Saved entries:
######

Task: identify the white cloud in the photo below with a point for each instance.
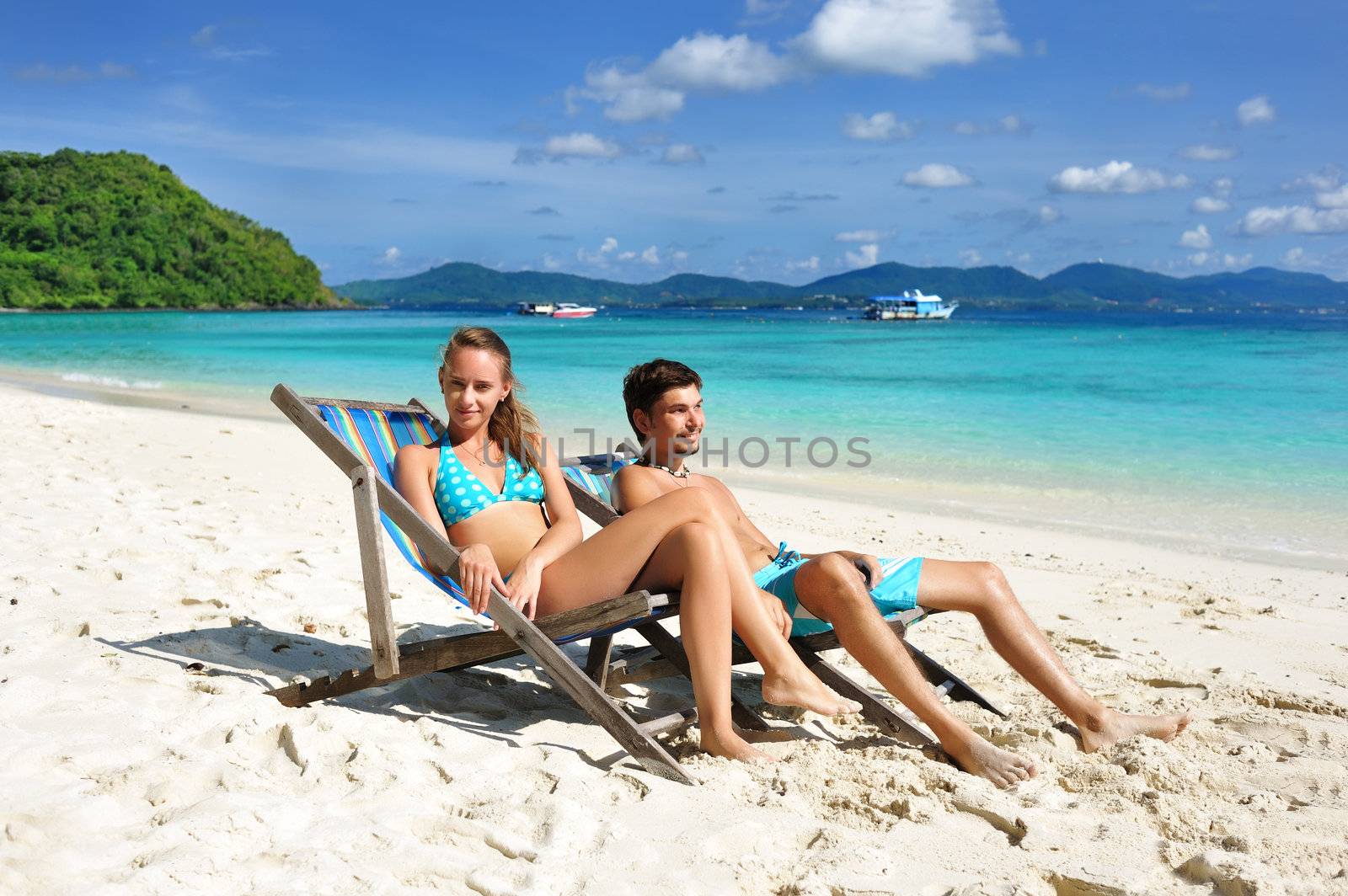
(600, 256)
(860, 236)
(1115, 177)
(682, 154)
(1196, 239)
(875, 37)
(1323, 181)
(581, 146)
(73, 73)
(1006, 125)
(1210, 205)
(903, 37)
(882, 127)
(1294, 219)
(1257, 111)
(1165, 92)
(864, 256)
(712, 62)
(937, 175)
(1206, 152)
(1334, 199)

######

• [TASK DIRECTIONS]:
Quote the data exactly, leaving every image out of the copy.

• [FINISHED ANSWER]:
Task: identify the white cloud in the photo below with a point for each instance.
(600, 256)
(860, 236)
(1115, 177)
(682, 154)
(1196, 239)
(875, 37)
(1323, 181)
(581, 146)
(73, 73)
(1006, 125)
(1210, 205)
(903, 37)
(882, 127)
(1294, 219)
(1257, 111)
(1165, 92)
(864, 256)
(712, 62)
(937, 175)
(1206, 152)
(1334, 199)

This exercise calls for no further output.